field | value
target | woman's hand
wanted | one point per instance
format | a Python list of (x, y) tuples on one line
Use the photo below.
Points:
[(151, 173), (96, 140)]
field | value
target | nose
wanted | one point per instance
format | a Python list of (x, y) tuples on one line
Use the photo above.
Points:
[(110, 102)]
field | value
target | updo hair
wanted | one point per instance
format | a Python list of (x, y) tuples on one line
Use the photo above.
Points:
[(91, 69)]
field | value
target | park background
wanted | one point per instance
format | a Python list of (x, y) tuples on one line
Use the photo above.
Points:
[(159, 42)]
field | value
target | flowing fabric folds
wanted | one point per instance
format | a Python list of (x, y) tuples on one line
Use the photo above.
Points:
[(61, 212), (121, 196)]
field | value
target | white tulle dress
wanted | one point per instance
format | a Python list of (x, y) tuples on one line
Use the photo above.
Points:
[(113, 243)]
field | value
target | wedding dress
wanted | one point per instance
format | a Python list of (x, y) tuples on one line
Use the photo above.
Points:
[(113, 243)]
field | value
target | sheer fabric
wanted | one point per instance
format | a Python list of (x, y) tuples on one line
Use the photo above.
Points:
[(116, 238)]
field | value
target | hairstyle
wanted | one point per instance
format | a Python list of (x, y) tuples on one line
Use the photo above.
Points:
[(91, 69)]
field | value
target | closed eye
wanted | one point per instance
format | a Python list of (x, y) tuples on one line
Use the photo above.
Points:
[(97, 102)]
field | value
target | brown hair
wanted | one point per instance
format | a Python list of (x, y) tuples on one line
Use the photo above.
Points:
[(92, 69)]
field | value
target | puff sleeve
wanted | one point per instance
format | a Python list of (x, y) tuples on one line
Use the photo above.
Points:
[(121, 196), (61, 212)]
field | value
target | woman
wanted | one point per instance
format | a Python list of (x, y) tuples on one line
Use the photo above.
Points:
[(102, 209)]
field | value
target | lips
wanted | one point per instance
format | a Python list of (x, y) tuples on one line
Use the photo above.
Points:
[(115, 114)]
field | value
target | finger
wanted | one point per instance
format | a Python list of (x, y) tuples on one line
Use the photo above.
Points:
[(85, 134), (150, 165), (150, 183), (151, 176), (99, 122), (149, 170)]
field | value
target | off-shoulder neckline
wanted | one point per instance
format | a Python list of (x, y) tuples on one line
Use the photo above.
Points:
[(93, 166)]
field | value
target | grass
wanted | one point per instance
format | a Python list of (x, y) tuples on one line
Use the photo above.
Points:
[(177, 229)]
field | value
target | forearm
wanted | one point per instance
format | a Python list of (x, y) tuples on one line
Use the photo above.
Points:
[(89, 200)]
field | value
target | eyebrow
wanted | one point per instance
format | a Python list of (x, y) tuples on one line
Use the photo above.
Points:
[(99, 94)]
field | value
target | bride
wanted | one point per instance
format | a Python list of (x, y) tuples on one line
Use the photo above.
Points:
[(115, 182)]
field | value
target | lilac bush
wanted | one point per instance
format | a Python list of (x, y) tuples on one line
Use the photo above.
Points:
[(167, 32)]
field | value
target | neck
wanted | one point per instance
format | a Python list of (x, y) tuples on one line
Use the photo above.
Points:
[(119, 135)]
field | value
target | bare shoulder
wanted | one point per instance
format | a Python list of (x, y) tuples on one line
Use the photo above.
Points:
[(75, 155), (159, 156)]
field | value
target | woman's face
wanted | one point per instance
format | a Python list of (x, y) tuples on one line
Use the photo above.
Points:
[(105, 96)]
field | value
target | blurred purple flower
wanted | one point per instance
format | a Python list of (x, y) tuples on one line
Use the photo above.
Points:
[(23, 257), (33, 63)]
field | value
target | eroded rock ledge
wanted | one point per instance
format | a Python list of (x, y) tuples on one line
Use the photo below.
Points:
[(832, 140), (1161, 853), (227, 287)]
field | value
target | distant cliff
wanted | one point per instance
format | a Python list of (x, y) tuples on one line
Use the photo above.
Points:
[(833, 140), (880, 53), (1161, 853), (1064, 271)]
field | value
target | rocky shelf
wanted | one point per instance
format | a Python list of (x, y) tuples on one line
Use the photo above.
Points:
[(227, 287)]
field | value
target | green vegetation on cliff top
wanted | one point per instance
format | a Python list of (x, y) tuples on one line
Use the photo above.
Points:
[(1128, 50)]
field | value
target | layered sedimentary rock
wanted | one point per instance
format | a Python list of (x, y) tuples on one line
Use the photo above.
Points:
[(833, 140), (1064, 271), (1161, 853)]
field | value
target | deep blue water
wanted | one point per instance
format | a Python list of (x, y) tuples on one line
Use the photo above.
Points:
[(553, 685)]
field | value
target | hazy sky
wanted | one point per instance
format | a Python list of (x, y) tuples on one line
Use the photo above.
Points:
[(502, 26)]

___

All of the data above must be set down again exactly.

field | value
target | woman's hand
wanted | one point per instance
format | a Python list of (x, y) tuples on one line
Use the photo below.
Points:
[(151, 173), (96, 140)]
field | value
target | nose
wanted | one point per instance
format | a Python list of (x, y) tuples on one line
Use the photo above.
Points:
[(110, 102)]
field | value
target | updo hair
wanted | one point per instance
format | a Python list of (x, y) tuples on one line
Use the photo above.
Points:
[(91, 69)]
field | value
target | park background
wanted | one point per instance
format | a Python list of (x, y) tuples on one line
Use the photo above.
Points:
[(159, 42)]
field | value
target | flowing fabric folds
wanted | one point per instance
format | a Python list of (x, y) tuples on one line
Use the photo above.
Points:
[(61, 212), (121, 196)]
field | value
target | white tulle dress
wanted | one point per instance
format | a Python list of (x, y) tuples on one line
Use the photo above.
Points:
[(113, 243)]
field | value
target | wedding dress
wanted | one point per instance
format | a Python list of (x, y) tuples on one line
Use the photo above.
Points:
[(113, 243)]
field | value
target | sheer fabric
wanted | one point per instance
format | a Python list of (x, y) tuples on one line
Use the photo above.
Points:
[(116, 238)]
field | value
target | hairstyle
wanted | one point per instance
format | a Python list of (x, y) tuples on one line
Use the photo above.
Points:
[(91, 69)]
field | value
target | closed eye
wanted | one point per instance
format | a Python list of (x, y) tuples on one line
Use the photo above.
Points:
[(97, 102)]
field | value
target | brown hair
wanted | one point per instance
format | a Python list of (x, y) tuples on one line
Use the photo above.
Points:
[(92, 69)]
field | value
target | puff sleeve
wanted | one point per instance
format | a Python list of (x, y) tuples on one line
Use the photo above.
Points:
[(121, 196), (61, 212)]
field | value
target | woman
wanted | one point per instance
format | a Python list of (x, y) tuples on one line
Use the photo above.
Points:
[(102, 209)]
field | value
target | lips
wanted | one point per instance
format | a Python list of (x, y) tuples on one line
Use the photo above.
Points:
[(115, 114)]
field | value
target | finger
wanted | one point per instance
format | a Python list of (x, y) tuples on one line
Use the photo above.
Points:
[(85, 134), (150, 165), (150, 183), (151, 176), (99, 122), (149, 170)]
field | value
target | off-shoulder neckline
wanted | one point per instance
format | a Python list of (x, y) tuples on one line
Use the photo above.
Points:
[(93, 166)]
field | value
target | grass
wanted | one point per instance
format | a Python list of (x, y) tuples on one line
Use the photo above.
Points:
[(177, 229)]
field | value
target | forearm
wanted | one point per instance
format | a Python list of (x, y) tuples on one line
Use the photo above.
Points:
[(89, 200)]
field | value
target | eyebrow
wanted | one point per instance
format | a Python list of (x, y) tuples on one line
Use the photo above.
Points:
[(99, 94)]
field | value
target | bride
wanted | one point per instance
format | a Python list of (x, y) tuples on one line
Use the photo above.
Points:
[(115, 182)]
field | value
target | lilac bush
wanted | one point per instance
format | a Python list of (x, y) tuples on one line
Use the photo above.
Points:
[(167, 32)]
field | value
target | neck
wanted | one point per instance
format | a Python list of (x, y) tuples on one line
Use the photo above.
Points:
[(119, 135)]
field | value
target | bare shoulder
wanted | one point per instance
format | a Python list of (x, y) tuples on one line
Use the photo above.
Points:
[(75, 155), (159, 156)]
field | value
target | woman's face
wanted | one point per instance
format | a Python list of (x, y) tuples on one line
Use the photo above.
Points:
[(105, 96)]
field | value
target | blurred purple flower
wanted | one point per instance
format | a Python list of (x, y) tuples on one line
Use the photo above.
Points:
[(23, 257), (33, 63)]
field | value
target | eroded rock ledge
wanted | one point per instance
format | a Python list of (x, y) tuples on one line
Use the photo below.
Points:
[(832, 140), (1161, 853), (227, 287)]
field | value
target | distant cliff
wanted | one point per instance
format | a Python list of (x, y) tuples on one line
Use the photo above.
Points:
[(833, 140), (880, 53), (1161, 853), (1064, 271)]
field | value
target | rocky shelf
wanted | one point per instance
format | a Python list of (x, y) tuples on one line
Use the photo above.
Points:
[(227, 287)]
field | value
target | green vegetation on cliff top
wanted | one point per instance
format | a Python list of (x, y) tuples on one line
Use the photo above.
Points:
[(1128, 50)]
field | value
target | layered sedimentary rock
wanted | one point per instance
format | a Python list of (x, y) tuples on one line
Use the photo above.
Points:
[(833, 140), (1064, 271), (1161, 853)]
field | value
target | deep blue water
wanted | one point per instance
format | a Python list of (x, y) tuples on one line
Use the photo above.
Points:
[(553, 685)]
field | value
target | hazy sky
wanted | one point per instance
format | a Python list of (x, y) tuples on one line
Use the photo above.
Points:
[(502, 26)]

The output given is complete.